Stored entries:
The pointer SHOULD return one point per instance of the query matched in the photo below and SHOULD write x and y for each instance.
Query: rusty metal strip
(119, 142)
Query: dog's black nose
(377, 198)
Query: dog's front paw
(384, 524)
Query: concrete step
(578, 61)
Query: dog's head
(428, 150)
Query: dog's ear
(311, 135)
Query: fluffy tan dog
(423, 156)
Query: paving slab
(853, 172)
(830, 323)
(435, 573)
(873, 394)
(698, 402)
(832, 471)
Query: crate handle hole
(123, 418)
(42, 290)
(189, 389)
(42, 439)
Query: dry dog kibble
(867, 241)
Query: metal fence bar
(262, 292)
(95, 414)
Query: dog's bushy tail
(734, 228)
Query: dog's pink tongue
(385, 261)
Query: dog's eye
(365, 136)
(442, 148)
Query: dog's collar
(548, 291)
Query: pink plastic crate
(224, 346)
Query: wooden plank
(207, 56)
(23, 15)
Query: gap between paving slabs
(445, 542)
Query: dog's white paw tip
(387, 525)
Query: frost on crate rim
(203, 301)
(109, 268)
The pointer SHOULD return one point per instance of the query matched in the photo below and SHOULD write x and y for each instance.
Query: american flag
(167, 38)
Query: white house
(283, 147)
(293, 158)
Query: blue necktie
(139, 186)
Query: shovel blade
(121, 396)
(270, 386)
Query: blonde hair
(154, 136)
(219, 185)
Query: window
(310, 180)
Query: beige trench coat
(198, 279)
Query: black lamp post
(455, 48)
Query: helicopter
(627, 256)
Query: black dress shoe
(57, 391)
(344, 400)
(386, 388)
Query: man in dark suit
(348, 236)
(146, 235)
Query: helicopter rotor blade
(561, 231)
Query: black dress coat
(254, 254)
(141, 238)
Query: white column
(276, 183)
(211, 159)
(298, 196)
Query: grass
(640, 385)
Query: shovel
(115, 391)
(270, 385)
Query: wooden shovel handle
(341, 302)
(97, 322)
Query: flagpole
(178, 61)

AIM OF THE EXERCISE: Each entry should be written out again exactly, with no word left out.

RESULT BELOW:
The pointer SHOULD return one point per instance of the query matched in the photo below and SHOULD write x and y for each instance.
Query: rusty metal strip
(119, 142)
Query: dog's black nose
(377, 198)
Query: dog's front paw
(384, 524)
Query: concrete step
(578, 61)
Query: dog's head
(428, 150)
Query: dog's ear
(311, 135)
Query: fluffy tan dog
(423, 156)
Query: paving slab
(853, 172)
(830, 323)
(435, 573)
(873, 394)
(698, 402)
(832, 471)
Query: crate handle hole
(123, 418)
(42, 290)
(189, 389)
(42, 439)
Query: dry dog kibble
(867, 241)
Query: metal fence bar
(262, 292)
(95, 414)
Query: dog's bushy tail
(734, 228)
Query: dog's pink tongue
(385, 261)
Query: dog's eye
(365, 136)
(442, 148)
Query: dog's collar
(548, 291)
Query: pink plastic crate
(224, 346)
Query: wooden plank
(207, 56)
(23, 15)
Query: gap between paving slabs
(445, 542)
Query: dog's white paw tip
(387, 525)
Query: frost on crate rim
(203, 301)
(109, 268)
The pointer SHOULD return one point per instance of the query matched in the photo below and SHOULD write x and y for each instance.
Query: american flag
(167, 38)
Query: white house
(283, 147)
(293, 158)
Query: blue necktie
(139, 186)
Query: shovel blade
(121, 396)
(270, 386)
Query: blonde hair
(154, 136)
(219, 185)
Query: window
(310, 180)
Query: beige trench coat
(198, 279)
Query: black lamp post
(455, 48)
Query: helicopter
(627, 256)
Query: black dress shoe
(57, 391)
(344, 400)
(386, 388)
Query: man in dark suit
(348, 236)
(146, 235)
Query: helicopter rotor blade
(561, 231)
Query: black dress coat
(254, 254)
(141, 238)
Query: white column
(276, 183)
(211, 159)
(298, 196)
Query: grass
(640, 385)
Query: shovel
(115, 391)
(270, 385)
Query: wooden shovel handle
(341, 302)
(97, 322)
Query: flagpole
(178, 61)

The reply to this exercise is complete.